Enunciado 1:
Reproduza fielmente os registros abaixo, da linha que contém "Pick out the person in" até o fim dos registros, incluindo as duas pontas.

A partir do universo único de Tim Burton, O Estranho Mundo de Jack debate uma crise de identidade em uma mistura grotesca do Halloween com o Natal.
O universo de Tim Burton é tão singular que podemos identifica-lo à distância, até mesmo quando não assina a direção de determinado projeto, mas participa ativamente, de alguma maneira, do processo de nascimento do filme. É o caso de O Estranho Mundo de Jack, o qual Burton assina como idealizador, na escrita da história original, criação dos personagens e produção.
Sua narrativa macabra, recheada de personagens excêntricos é como um reforço a seus elementos característicos já vistos em outras obras anteriores, como o próprio Beetlejuice e toda a realidade do pós-vida, expandida na sequência lançada neste ano. Entretanto, por se tratar de uma obra voltada a um público familiar, sentiu-se uma árdua necessidade de tornar sua Halloween Town habitada por criaturas menos ameaçadoras, mas igualmente grotescas à maneira como pede o texto.
Henry Selick, em seu primeiro longa na cadeira de diretor, depois de alguns anos já trabalhando como animador em outros projetos, muito habilmente desmistifica os personagens logo na primeira cena, em um ótimo número musical introdutório da cidade em que se passa o filme, cuja função não se restringe a conhecermos aquela realidade fantasiosa, como também já construir certa relação de empatia para com os habitantes daquele local aparentemente hostil.

Material:
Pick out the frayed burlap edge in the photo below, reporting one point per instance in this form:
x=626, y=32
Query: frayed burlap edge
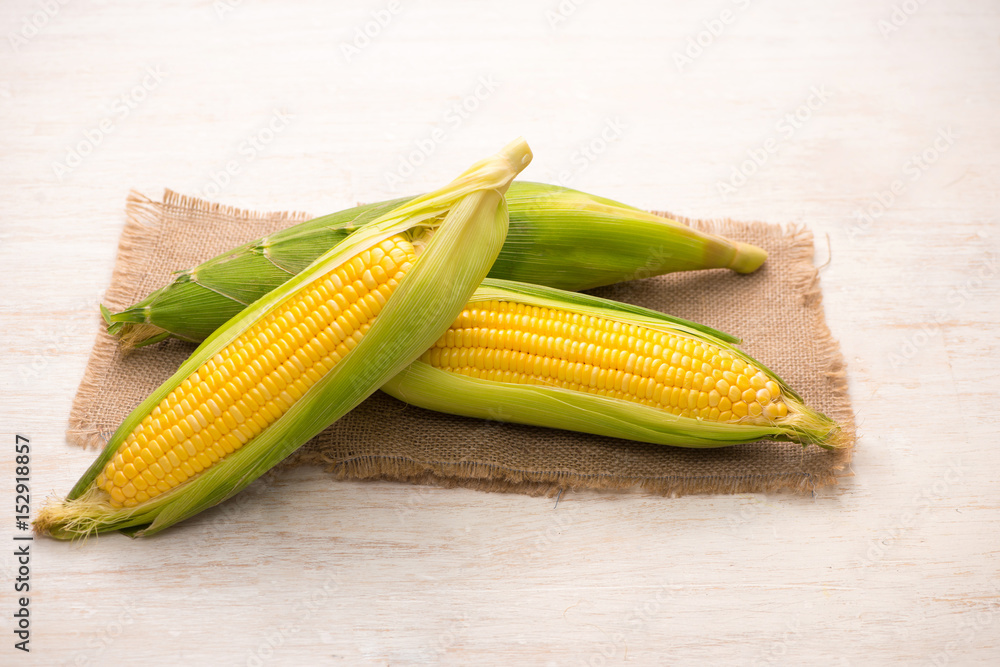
x=142, y=226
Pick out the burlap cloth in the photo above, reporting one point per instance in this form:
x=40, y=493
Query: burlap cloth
x=777, y=311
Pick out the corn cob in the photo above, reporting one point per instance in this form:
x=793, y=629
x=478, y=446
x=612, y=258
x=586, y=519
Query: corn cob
x=536, y=355
x=558, y=237
x=296, y=360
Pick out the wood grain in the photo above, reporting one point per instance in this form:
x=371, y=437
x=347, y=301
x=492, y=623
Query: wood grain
x=897, y=565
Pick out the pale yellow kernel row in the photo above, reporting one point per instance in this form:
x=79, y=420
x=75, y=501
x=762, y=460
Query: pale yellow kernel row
x=512, y=342
x=248, y=385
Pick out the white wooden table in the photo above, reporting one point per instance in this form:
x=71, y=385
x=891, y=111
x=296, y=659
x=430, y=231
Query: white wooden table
x=876, y=127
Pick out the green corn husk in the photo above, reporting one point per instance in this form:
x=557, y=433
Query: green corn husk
x=446, y=391
x=558, y=237
x=464, y=226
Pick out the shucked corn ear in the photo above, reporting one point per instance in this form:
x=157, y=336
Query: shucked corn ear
x=536, y=355
x=558, y=237
x=296, y=360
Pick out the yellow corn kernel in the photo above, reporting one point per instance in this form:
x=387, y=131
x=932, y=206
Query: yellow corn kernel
x=256, y=378
x=509, y=342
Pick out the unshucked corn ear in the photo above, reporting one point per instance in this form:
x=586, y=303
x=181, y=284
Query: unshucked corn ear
x=558, y=237
x=296, y=360
x=535, y=355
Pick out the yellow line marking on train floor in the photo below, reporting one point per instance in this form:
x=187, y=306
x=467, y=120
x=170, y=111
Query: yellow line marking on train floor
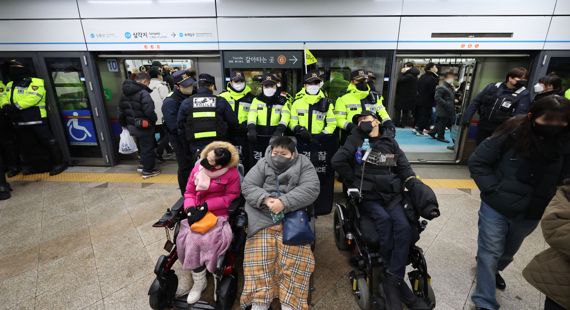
x=169, y=178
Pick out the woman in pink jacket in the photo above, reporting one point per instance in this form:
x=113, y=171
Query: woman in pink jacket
x=213, y=184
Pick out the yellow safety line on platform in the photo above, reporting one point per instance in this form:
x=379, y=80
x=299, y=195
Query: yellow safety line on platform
x=99, y=177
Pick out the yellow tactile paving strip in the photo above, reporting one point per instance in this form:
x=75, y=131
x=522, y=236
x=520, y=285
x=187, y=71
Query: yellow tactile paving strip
x=98, y=177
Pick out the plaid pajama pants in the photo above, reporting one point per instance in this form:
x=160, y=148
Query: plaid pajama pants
x=274, y=270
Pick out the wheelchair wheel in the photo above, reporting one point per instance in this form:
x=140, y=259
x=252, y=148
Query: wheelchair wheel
x=362, y=293
x=227, y=291
x=339, y=234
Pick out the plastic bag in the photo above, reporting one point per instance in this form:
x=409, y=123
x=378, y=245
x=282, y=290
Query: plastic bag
x=127, y=144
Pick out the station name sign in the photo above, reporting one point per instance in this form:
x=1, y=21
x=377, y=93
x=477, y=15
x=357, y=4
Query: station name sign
x=263, y=59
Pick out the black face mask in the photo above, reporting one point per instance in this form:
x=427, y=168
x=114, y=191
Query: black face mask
x=362, y=86
x=548, y=131
x=204, y=162
x=521, y=83
x=366, y=127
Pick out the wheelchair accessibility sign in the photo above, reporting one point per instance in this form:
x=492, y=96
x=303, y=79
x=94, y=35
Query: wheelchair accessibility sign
x=79, y=127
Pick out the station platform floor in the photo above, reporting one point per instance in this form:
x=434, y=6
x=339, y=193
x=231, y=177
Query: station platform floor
x=84, y=240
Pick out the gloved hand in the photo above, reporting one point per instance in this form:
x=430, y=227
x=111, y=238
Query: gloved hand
x=349, y=128
x=303, y=134
x=279, y=131
x=197, y=213
x=251, y=134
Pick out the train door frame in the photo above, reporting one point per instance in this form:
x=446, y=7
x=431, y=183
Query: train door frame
x=54, y=116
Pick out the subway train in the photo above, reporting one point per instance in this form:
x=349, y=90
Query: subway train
x=84, y=49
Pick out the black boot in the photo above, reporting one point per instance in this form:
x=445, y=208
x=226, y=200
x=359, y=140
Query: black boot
x=5, y=191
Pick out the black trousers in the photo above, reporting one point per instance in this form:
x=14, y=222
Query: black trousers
x=423, y=118
x=440, y=124
x=146, y=151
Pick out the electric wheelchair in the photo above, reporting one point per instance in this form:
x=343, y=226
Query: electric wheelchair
x=357, y=234
x=162, y=292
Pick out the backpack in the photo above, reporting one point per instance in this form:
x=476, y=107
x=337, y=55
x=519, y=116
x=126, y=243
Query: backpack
x=497, y=109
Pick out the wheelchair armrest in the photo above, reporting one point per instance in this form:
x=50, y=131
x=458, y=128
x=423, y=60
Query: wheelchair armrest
x=236, y=205
x=172, y=215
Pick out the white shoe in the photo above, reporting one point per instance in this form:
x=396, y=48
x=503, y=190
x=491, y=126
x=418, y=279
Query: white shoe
x=198, y=287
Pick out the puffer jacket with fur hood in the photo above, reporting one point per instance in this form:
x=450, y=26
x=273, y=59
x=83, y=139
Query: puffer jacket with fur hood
x=223, y=189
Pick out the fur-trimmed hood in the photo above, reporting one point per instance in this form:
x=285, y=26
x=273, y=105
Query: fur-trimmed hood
x=226, y=145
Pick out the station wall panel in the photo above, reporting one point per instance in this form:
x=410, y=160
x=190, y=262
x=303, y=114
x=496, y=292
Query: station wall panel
x=248, y=8
x=310, y=32
x=42, y=35
x=146, y=8
x=32, y=9
x=151, y=34
x=479, y=7
x=562, y=7
x=558, y=34
x=528, y=32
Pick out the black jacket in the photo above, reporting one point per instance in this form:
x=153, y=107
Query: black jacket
x=445, y=101
x=136, y=102
x=514, y=184
x=426, y=89
x=379, y=183
x=407, y=89
x=224, y=112
x=170, y=107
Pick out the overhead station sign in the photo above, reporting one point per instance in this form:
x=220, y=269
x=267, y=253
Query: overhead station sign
x=263, y=59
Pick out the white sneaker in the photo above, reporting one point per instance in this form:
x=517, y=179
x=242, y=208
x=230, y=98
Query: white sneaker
x=200, y=283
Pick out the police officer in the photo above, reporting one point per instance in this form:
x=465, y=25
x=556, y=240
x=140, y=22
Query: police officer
x=183, y=88
x=27, y=102
x=269, y=112
x=312, y=113
x=358, y=98
x=204, y=117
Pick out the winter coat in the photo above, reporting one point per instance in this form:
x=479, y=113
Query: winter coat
x=379, y=183
x=426, y=89
x=223, y=190
x=445, y=100
x=136, y=103
x=159, y=92
x=299, y=187
x=407, y=89
x=549, y=271
x=513, y=184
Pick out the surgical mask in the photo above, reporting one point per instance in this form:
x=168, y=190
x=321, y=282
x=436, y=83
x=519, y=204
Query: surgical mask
x=269, y=92
x=280, y=162
x=366, y=127
x=538, y=88
x=312, y=89
x=238, y=86
x=362, y=86
x=520, y=83
x=206, y=164
x=548, y=131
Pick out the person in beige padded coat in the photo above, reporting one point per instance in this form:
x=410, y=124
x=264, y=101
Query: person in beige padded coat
x=549, y=271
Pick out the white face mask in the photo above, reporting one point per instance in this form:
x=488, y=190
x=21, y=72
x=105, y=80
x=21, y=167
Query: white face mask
x=269, y=91
x=538, y=88
x=313, y=89
x=239, y=86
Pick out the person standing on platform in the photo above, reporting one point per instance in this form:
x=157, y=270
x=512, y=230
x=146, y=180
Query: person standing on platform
x=269, y=113
x=136, y=111
x=498, y=102
x=183, y=88
x=204, y=118
x=427, y=84
x=27, y=107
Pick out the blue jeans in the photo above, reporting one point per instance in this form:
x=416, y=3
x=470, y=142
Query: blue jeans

Enunciado 2:
Copie, por favor, literalmente o trecho da resenha sobre O Estranho Mundo de Jack, de "O universo de" a "personagens e produção.".

Resposta 1:
Pick out the person in beige padded coat in the photo above, reporting one point per instance in this form:
x=410, y=124
x=264, y=101
Query: person in beige padded coat
x=549, y=271
Pick out the white face mask in the photo above, reporting one point per instance in this form:
x=488, y=190
x=21, y=72
x=105, y=80
x=21, y=167
Query: white face mask
x=269, y=91
x=538, y=88
x=313, y=89
x=239, y=86
Pick out the person standing on platform in the photo above, reporting one point per instance in this form:
x=157, y=270
x=512, y=230
x=146, y=180
Query: person standing on platform
x=269, y=113
x=136, y=111
x=498, y=102
x=183, y=88
x=204, y=118
x=427, y=84
x=27, y=107
Pick out the blue jeans in the photo above, reporting one point per instance in this form:
x=416, y=3
x=470, y=142
Query: blue jeans

Resposta 2:
O universo de Tim Burton é tão singular que podemos identifica-lo à distância, até mesmo quando não assina a direção de determinado projeto, mas participa ativamente, de alguma maneira, do processo de nascimento do filme. É o caso de O Estranho Mundo de Jack, o qual Burton assina como idealizador, na escrita da história original, criação dos personagens e produção.